Document passage Block Start
Relationship with Reed

Reed is a difficult person. He is also, hands down, the best partner I could think of for myself. He is extremely predictable, self aware, and invests heavily in a few choice things. Our lives together are one of those choice things, which means I can offload a lot of cognitive overhead about home, bicycle, self, etc care to him and it gets done better than I’d bother doing it myself. Reed can also be incredibly selfish (again, in a self-aware way). He has the most attuned sense of what “enough” is of anyone I’ve met. He sets goals for what he would like his life to look like, and when those goals are met, he enjoys the fruits of his labor.

Being around this as the main touchpoint of human interaction in my life (we are romantic partners, co-parents, and dear friends) means some of this has rubbed off on me. I have always had high standards, but now I am more comfortable doing something myself or with others than dragging along someone who is struggling in a non-self-aware way. For most of my youth, I had a strong savior complex, which I have worked on overcoming for years. Both my work with GWOB and my relationship with Reed have helped me truly wrap that up. Perhaps too far in the other direction, but all things are oscillations.

Working at Apple

While most of the individuals I worked with at Apple were truly lovely, the company itself has a culture of extreme arrogance. Success has gone to the proverbial head, and it seeps into everything. Even the hiring process is terrible because the recruiters know having Apple on your resúmé is life changing (or was, before this market, phew), and that people want to work there regardless of other factors. Every chance I had to be more collaborative, I tried to take, and I was (mostly politely) redirected to try to find other paths.
Document passage Block End
Reproduce the passage of the personal essay on Reed and Apple word for word, starting with "Working at Apple" and going on through "find other paths.".
Given entries Block Start
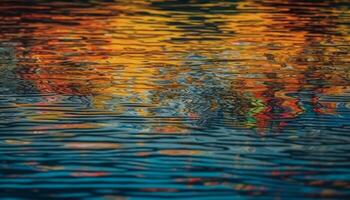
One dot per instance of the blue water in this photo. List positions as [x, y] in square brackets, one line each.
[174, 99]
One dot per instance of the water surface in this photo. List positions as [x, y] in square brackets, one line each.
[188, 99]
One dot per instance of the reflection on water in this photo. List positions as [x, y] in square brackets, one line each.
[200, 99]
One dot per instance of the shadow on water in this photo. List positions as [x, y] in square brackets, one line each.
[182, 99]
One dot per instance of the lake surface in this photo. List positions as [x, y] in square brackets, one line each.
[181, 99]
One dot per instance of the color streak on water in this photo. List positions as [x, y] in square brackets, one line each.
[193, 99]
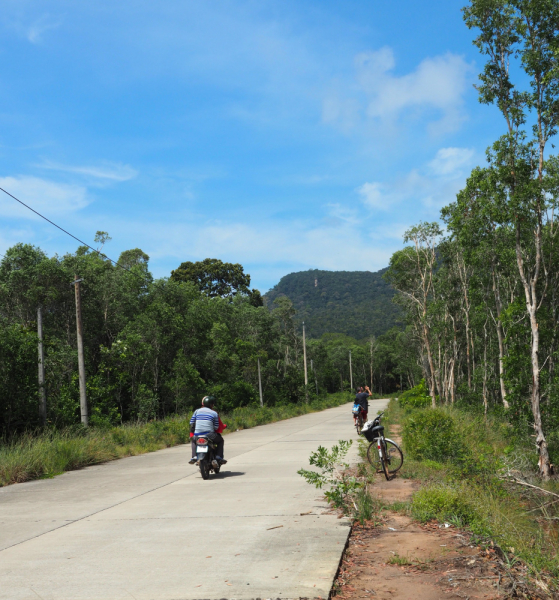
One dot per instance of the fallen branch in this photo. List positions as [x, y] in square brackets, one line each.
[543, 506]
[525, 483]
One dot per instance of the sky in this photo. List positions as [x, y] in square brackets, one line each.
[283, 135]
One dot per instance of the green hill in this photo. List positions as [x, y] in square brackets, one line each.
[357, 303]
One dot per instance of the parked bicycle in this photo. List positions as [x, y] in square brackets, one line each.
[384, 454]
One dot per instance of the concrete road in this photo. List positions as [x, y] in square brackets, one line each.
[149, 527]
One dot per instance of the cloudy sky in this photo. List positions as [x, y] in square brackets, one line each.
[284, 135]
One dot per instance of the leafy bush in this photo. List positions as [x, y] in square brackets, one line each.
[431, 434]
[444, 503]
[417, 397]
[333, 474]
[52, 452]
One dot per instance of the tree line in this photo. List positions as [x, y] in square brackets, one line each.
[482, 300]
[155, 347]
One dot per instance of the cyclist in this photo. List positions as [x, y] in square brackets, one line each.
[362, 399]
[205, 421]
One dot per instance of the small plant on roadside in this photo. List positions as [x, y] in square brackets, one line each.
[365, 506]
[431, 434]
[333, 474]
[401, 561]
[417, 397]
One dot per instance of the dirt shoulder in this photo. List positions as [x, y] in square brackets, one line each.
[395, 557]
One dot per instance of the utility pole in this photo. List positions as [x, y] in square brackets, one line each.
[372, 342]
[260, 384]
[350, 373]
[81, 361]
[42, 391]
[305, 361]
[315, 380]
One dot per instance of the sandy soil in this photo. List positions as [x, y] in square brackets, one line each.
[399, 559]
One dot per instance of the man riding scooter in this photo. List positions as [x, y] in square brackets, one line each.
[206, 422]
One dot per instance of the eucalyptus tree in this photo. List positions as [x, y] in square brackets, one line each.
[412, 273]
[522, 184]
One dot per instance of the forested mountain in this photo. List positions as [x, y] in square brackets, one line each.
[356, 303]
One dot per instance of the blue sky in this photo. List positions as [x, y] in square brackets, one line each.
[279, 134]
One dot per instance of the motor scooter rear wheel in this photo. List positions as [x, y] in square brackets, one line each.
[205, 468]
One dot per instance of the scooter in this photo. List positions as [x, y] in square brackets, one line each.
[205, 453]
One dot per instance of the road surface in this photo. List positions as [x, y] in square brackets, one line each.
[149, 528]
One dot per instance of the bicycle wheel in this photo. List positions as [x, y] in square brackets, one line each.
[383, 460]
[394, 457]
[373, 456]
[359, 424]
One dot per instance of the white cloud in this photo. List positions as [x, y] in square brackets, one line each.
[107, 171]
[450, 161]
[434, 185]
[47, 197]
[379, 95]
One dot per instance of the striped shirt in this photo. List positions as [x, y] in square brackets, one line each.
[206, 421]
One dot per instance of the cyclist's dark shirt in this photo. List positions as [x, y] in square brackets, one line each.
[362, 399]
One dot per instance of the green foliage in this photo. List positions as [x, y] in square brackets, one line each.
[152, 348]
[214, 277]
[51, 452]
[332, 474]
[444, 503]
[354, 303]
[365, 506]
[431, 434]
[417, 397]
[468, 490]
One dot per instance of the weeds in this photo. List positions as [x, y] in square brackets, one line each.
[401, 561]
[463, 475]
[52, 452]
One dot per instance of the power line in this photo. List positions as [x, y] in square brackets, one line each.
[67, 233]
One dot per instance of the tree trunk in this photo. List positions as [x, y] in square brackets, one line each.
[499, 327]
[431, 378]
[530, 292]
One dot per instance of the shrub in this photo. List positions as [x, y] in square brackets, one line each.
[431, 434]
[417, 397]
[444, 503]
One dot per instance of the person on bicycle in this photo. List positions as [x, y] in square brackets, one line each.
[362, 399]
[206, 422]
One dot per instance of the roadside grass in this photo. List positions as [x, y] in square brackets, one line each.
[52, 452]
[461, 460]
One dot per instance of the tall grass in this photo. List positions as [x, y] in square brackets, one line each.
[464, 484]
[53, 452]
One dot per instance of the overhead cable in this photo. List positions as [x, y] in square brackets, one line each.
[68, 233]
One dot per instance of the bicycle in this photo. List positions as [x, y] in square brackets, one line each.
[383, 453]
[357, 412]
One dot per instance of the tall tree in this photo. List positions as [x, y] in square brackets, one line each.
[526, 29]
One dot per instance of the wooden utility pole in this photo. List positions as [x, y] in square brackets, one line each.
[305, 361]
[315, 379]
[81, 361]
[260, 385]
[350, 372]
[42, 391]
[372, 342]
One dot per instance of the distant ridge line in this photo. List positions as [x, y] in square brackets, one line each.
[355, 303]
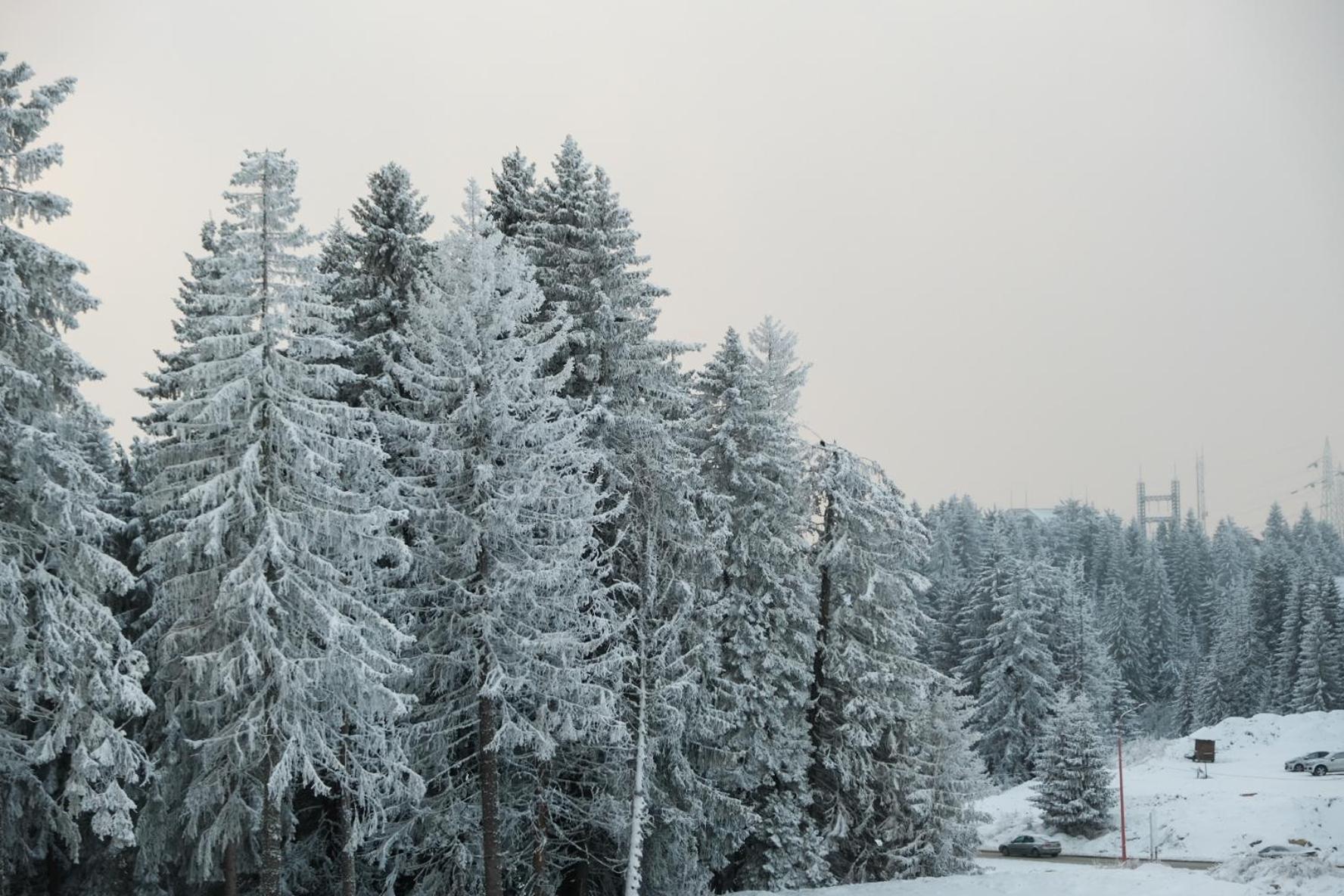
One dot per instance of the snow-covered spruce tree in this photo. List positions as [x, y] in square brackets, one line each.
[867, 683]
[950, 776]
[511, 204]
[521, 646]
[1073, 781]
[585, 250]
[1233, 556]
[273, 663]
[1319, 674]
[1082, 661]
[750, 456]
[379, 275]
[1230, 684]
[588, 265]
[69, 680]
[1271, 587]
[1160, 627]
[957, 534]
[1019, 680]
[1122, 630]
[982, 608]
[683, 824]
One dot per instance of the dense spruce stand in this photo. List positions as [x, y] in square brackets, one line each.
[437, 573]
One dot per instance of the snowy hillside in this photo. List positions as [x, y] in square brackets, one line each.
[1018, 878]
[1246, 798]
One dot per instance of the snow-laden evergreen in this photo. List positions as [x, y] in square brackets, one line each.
Given entries Block End
> **Solution to the exercise**
Working at Apple

While most of the individuals I worked with at Apple were truly lovely, the company itself has a culture of extreme arrogance. Success has gone to the proverbial head, and it seeps into everything. Even the hiring process is terrible because the recruiters know having Apple on your resúmé is life changing (or was, before this market, phew), and that people want to work there regardless of other factors. Every chance I had to be more collaborative, I tried to take, and I was (mostly politely) redirected to try to find other paths.